Questions:
(1) Traduisez en anglais la phrase suivante du texte sur la mobilisation agricole : « Les blocages se multiplient partout en France. »
(2) Prolongez le texte sur la mobilisation agricole en reprenant juste après sa dernière phrase.

--- Texte source ---

Les blocages se multiplient partout en France. D’importantes manifestations ont eu lieu le week-end des 13 et 14 décembre. « On est parti pour passer les fêtes ici », déclare à l’AFP Cédric Baron, éleveur de bovins à Montoussin (Haute-Garonne), mobilisé à Carbonne, point de départ du précédent mouvement de protestation agricole en janvier 2024. Les Ultras de l’A64 et leur leader charismatique, Jérôme Bayle, reprennent du service. L’A64 et l’A63 sont au cœur de blocages avec de nombreux échangeurs fermés. Des lycéens s’engagent également. Par exemple, le 15 décembre, une quarantaine d’élèves de l’établissement agricole de Marmilhat (Puy-de-Dôme) manifeste auprès d’agriculteurs à l’appel du Modef.
La crise sanitaire prend une autre dimension, politique cette fois, le 14 décembre : la présidente socialiste de la région Occitanie, Carole Delga, demande au Premier ministre « d’intervenir afin de garantir, dans les plus brefs délais, un dialogue franc et sincère avec les agriculteurs ». Le 16 décembre, Matignon organise une première réunion en milieu de matinée. Sébastien Lecornu demande une « accélération » de la vaccination contre la dermatose que sa ministre de l’Agriculture annonce officiellement en début de soirée.

--- Données ---

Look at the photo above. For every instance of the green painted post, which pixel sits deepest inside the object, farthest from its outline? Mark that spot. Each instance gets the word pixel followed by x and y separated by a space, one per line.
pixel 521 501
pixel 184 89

---

Corrigé:
(1) Blockades are multiplying all across France.

(2)
Trois sujets européens en plus
Les services de Matignon annoncent aussi que le Premier ministre recevra « dans la semaine » les syndicats agricoles qui sont vent debout contre la perspective d’une signature du traité de libre-échange entre l’Union européenne et des pays du Mercosur. Plusieurs syndicats européens ont appelé à se mobiliser.
Près de 10 000 agriculteurs étaient attendus à Bruxelles le 18 décembre, à l’appel du Copa-Cogeca, organisation européenne représentant les agriculteurs et les coopératives. Rien que du côté français, la FNSEA et Jeunes Agriculteurs annoncent la venue de près de 4 000 manifestants. L’objectif est d’interpeller les chefs d’État sur trois dossiers majeurs.
D’abord, la Pac. La FNSEA et JA dénoncent une baisse d’environ 20 % du budget, l’absence d’indexation sur l’inflation et une réforme qui ferait de l’agriculture une « sous-politique » européenne. Le cofinancement des aides directes par les États membres fait craindre une renationalisation et de fortes distorsions de concurrence. La European coordination Via Campesina pointe un budget insuffisant et une politique qui néglige les petits agriculteurs. Ses membres, dont la Confédération paysanne, ont prévu de manifester à Liège le 17 décembre.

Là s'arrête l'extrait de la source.